This program expansion "accelerates the timeline and the breadth of the program," Schleifer told BioWorld Today, adding that "our lead molecule, VEGF Trap, is going to have an incredibly important opportunity."
Because it's designed as a direct blocker of VEGF, Regeneron's drug most closely resembles South San Francisco-based Genentech Inc.'s Avastin (bevacizumab), approved in February 2004 as a first-line treatment for metastatic colorectal cancer in combination with chemotherapy. Avastin, which also is being evaluated in several other cancer types, recorded sales of $246 million during the second quarter.
"We think that we'll be the major competition for Avastin," Schleifer said. "In terms of direct mechanism of action, VEGF Trap mops up VEGF, just like Avastin."
In preclinical studies, the product has demonstrated an ability to "trap" the VEGF produced by a tumor to prevent it from stimulating the VEGF receptor, and to inhibit blood vessel growth. "There are other ways of attacking the pathway, but those data have not turned out as good," he added, referring to PTK787, a VEGF-blocker developed by Basel, Switzerland-based Novartis Pharma AG and Berlin-based Schering AG that missed in Phase III trials earlier this year. (See BioWorld Today, March 22, 2005.)
Schleifer said analysts have estimated that Avastin, at its peak, will draw between $5 billion and $10 billion. By "dramatically expanding the effort" of its own development work, Regeneron can "increase the probability that we're going to be able to get an important share of that market."

++++++

## Explore the material
1. According to the VEGF Trap article, when was Avastin approved as a first-line treatment for metastatic colorectal cancer?
2. Duplicate the portion of the VEGF Trap article starting with "Because it's designed" and going on through "the second quarter.".
Answer from the VEGF Trap article alone, without drawing on outside knowledge.

## Data provided
++++++

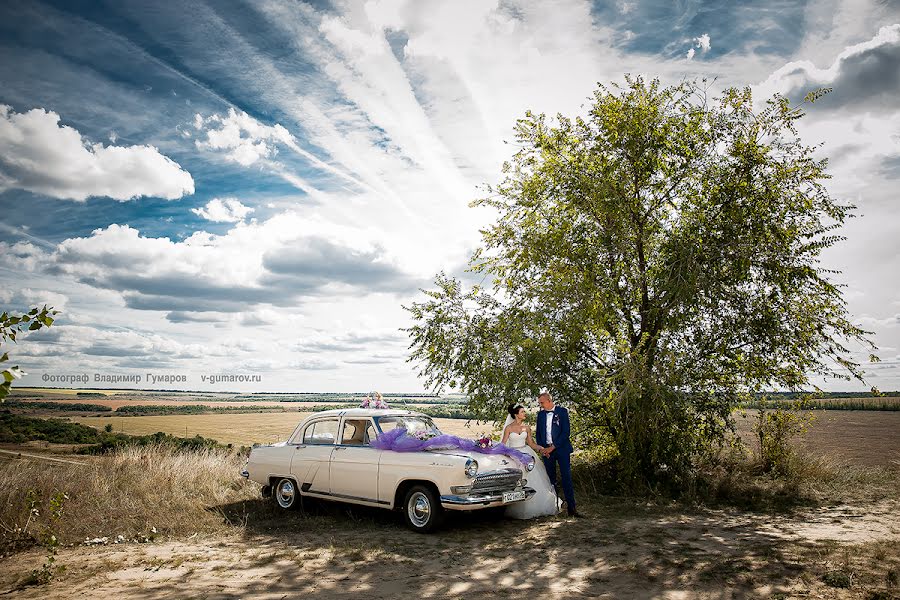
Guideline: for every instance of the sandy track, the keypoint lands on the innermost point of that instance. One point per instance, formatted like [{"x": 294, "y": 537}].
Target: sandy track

++++++

## Solutions in order
1. February 2004

2.
Because it's designed as a direct blocker of VEGF, Regeneron's drug most closely resembles South San Francisco-based Genentech Inc.'s Avastin (bevacizumab), approved in February 2004 as a first-line treatment for metastatic colorectal cancer in combination with chemotherapy. Avastin, which also is being evaluated in several other cancer types, recorded sales of $246 million during the second quarter.